> _About this task_
The answer must be an exact copy of the lines from the one holding "Question. Indicate one point for each instance of the green crop" through the final line of the entries, and nothing else.

> _Data listing_

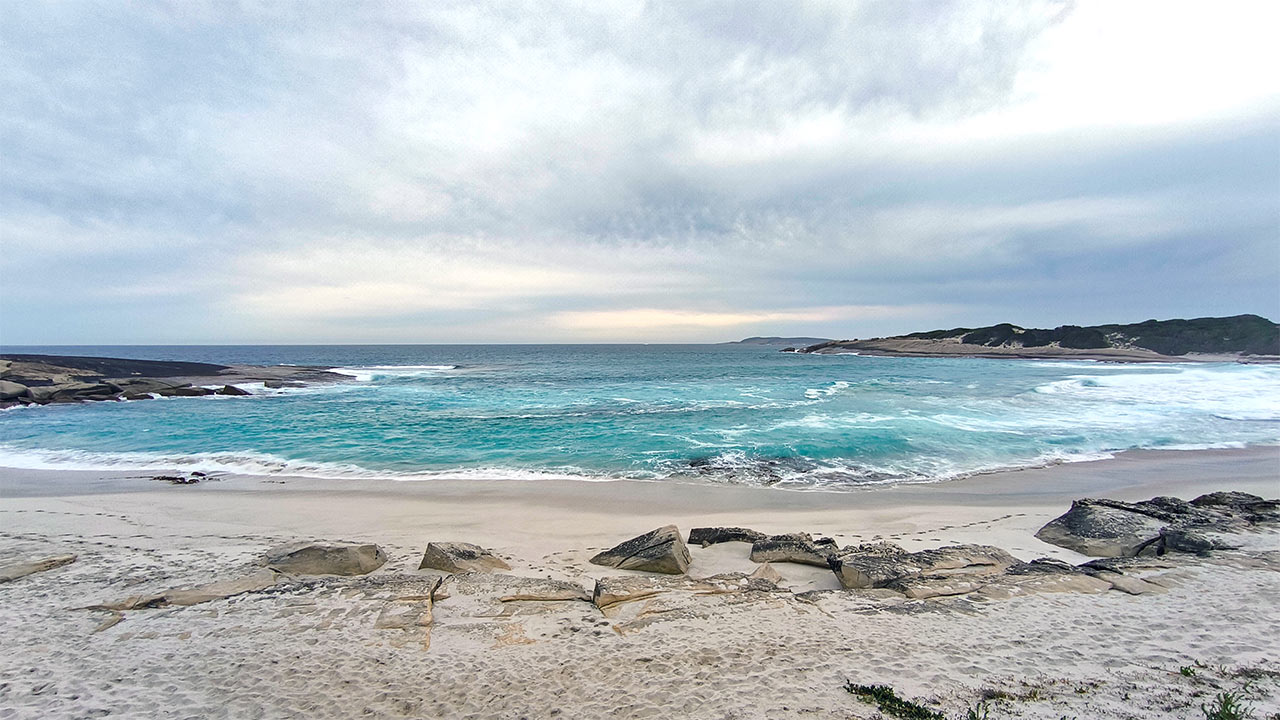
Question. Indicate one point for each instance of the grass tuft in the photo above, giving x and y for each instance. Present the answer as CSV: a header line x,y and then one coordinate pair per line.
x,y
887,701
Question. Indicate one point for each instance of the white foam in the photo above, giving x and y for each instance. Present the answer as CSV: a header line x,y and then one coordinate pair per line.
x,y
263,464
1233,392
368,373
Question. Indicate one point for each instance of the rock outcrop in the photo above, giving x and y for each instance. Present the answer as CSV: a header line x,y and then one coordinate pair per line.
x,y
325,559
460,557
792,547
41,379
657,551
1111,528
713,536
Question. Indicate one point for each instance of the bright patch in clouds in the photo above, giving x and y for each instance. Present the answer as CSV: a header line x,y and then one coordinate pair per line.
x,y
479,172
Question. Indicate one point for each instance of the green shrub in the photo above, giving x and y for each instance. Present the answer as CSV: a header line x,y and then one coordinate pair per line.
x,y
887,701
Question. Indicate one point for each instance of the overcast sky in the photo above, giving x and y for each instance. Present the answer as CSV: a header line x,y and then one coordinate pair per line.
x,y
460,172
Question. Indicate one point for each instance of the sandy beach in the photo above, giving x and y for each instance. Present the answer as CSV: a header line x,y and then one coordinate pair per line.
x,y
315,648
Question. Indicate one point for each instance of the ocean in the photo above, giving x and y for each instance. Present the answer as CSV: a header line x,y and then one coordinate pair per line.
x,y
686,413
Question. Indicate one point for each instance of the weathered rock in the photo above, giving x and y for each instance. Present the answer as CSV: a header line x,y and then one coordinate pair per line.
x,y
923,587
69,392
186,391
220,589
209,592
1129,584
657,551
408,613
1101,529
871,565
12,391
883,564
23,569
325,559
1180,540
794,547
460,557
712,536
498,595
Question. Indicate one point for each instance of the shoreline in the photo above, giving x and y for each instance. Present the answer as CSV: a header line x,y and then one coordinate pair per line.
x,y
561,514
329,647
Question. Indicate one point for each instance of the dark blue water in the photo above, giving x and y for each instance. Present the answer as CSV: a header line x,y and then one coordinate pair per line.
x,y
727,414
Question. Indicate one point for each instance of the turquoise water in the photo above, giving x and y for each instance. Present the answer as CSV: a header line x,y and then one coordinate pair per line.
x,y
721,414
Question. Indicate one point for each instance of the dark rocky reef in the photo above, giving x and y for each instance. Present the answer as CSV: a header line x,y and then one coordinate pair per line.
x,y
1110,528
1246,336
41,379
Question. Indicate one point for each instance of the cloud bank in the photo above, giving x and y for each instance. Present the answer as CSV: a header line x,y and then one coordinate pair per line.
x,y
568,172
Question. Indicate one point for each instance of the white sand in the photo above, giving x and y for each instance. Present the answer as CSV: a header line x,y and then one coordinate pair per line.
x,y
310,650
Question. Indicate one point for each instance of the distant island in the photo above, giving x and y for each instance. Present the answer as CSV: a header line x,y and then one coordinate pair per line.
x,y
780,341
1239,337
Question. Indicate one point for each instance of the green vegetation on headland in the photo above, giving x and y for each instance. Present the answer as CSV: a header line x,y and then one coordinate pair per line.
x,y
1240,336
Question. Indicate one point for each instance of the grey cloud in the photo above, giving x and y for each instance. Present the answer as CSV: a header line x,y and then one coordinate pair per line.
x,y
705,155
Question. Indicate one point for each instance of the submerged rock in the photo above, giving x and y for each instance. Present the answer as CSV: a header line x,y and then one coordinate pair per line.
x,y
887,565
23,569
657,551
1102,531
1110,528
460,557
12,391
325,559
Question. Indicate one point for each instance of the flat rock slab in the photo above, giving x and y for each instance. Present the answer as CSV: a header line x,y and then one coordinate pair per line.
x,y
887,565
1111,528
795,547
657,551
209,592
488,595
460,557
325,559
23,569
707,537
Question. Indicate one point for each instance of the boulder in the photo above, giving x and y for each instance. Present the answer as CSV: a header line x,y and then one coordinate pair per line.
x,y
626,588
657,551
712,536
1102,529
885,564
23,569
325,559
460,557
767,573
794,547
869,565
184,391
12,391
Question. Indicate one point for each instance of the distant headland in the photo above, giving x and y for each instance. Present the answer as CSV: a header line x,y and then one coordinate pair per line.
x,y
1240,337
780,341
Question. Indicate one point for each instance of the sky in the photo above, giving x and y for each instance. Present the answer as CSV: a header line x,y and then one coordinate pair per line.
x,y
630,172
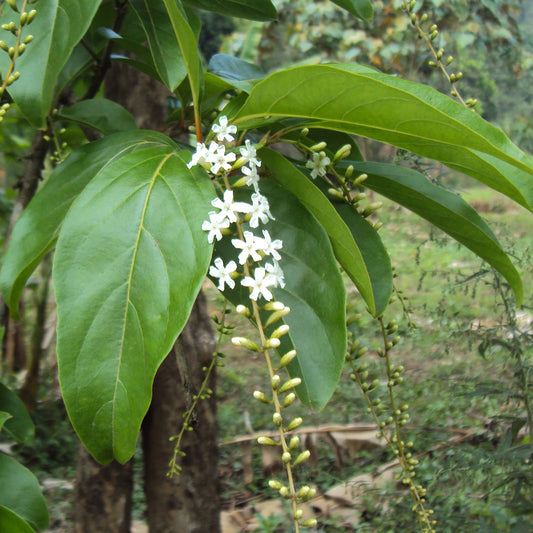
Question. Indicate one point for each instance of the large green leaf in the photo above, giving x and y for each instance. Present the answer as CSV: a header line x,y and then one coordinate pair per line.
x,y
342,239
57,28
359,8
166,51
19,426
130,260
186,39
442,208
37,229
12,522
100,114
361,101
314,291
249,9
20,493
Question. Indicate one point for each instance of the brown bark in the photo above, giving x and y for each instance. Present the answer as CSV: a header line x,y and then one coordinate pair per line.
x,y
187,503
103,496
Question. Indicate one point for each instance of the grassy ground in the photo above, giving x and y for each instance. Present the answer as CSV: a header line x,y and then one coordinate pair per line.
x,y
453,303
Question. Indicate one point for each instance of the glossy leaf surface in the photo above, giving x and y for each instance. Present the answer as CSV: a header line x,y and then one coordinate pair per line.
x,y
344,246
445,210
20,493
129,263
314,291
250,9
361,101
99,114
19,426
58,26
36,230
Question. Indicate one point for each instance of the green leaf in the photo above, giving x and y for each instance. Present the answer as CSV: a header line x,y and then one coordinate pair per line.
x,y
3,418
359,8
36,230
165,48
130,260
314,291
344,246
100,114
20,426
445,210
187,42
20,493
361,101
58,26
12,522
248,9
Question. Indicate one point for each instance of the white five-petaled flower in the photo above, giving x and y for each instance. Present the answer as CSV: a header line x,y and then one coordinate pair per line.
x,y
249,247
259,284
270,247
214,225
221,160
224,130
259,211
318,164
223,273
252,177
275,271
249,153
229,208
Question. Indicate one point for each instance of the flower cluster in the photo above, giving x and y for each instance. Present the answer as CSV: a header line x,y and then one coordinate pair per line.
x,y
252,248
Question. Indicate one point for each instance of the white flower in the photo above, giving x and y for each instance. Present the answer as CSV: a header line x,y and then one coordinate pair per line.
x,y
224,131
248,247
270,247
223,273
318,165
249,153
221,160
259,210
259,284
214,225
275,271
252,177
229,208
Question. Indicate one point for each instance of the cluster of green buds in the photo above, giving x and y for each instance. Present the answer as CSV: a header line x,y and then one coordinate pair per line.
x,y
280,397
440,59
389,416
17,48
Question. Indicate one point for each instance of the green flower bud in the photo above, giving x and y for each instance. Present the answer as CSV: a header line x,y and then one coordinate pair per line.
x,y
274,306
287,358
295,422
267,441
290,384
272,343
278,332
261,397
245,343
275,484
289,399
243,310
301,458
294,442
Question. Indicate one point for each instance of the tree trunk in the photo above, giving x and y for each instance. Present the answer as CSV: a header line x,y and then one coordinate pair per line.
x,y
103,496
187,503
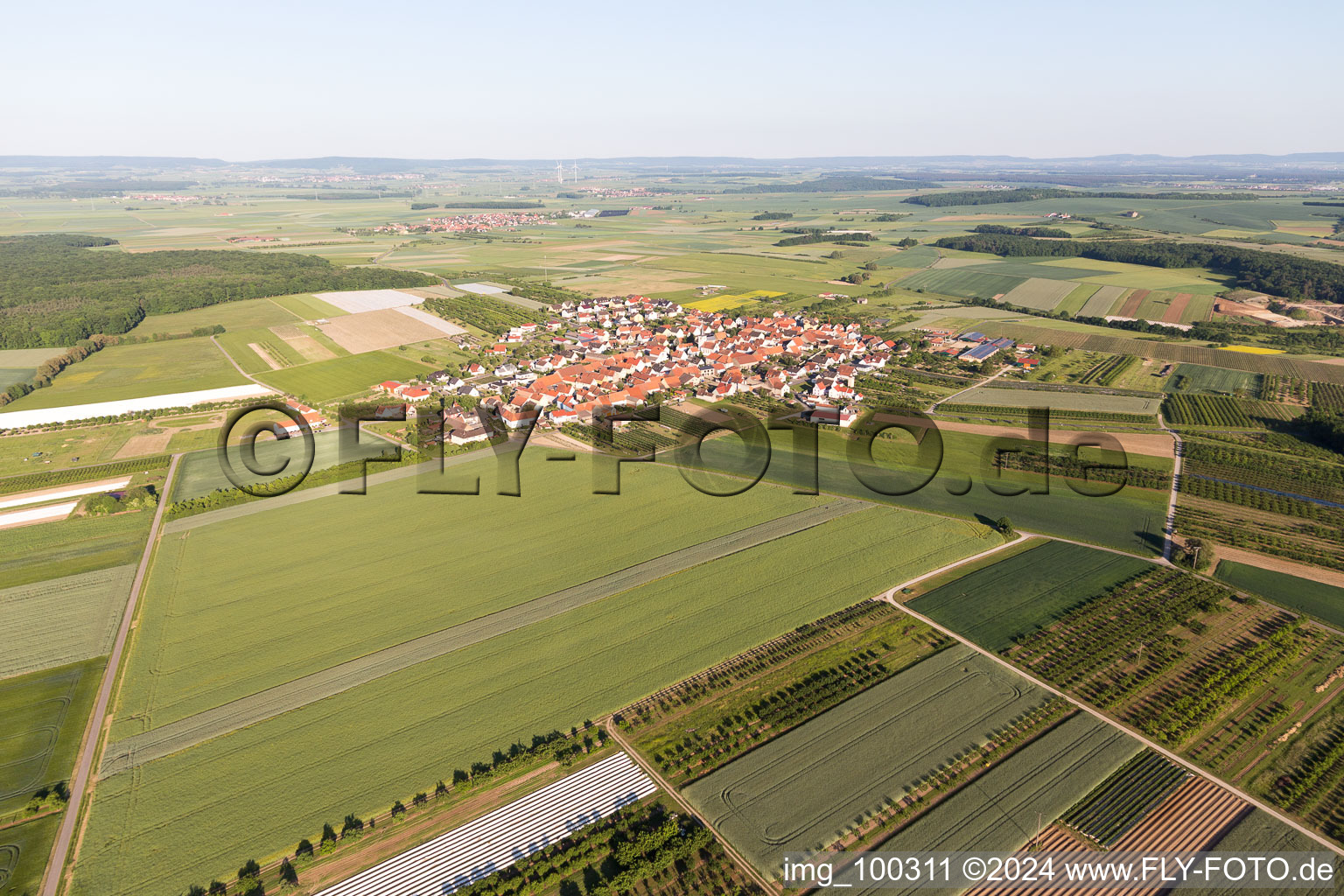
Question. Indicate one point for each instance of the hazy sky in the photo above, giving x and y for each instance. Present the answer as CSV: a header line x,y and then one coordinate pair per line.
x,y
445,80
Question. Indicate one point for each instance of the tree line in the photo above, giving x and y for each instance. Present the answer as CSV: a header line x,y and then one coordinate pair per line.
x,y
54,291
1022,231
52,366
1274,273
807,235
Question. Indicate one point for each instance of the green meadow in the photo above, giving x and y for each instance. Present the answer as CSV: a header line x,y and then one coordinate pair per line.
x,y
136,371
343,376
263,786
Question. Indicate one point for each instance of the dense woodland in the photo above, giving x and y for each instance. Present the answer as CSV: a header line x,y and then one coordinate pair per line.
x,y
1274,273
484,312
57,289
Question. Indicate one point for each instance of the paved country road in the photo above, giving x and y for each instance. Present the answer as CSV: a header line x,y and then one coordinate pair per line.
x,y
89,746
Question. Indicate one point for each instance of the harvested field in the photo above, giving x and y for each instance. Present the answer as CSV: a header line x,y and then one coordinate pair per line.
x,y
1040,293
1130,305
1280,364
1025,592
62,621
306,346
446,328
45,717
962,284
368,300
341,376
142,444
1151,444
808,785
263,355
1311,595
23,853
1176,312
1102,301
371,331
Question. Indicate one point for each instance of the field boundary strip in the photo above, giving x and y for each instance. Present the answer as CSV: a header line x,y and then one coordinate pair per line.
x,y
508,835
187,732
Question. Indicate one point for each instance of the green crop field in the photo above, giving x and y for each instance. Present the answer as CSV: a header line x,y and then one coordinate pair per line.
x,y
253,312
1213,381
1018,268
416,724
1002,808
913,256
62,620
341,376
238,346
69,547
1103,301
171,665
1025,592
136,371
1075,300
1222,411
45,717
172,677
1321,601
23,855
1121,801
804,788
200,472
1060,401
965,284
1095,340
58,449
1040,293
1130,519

> _Answer section_
Question. Indicate one point for each instance of the green crop field in the photo above, giving x and y for each instance. Present the answer as CSV: a header line x,y and then one coordinate pair per line.
x,y
253,312
1213,381
1018,268
416,724
1002,808
913,256
62,620
341,376
238,346
69,547
1103,301
171,665
1025,592
136,371
1075,300
1222,411
45,717
172,677
1321,601
23,855
1121,801
804,788
200,472
1060,401
965,284
1095,340
58,449
1040,293
1130,519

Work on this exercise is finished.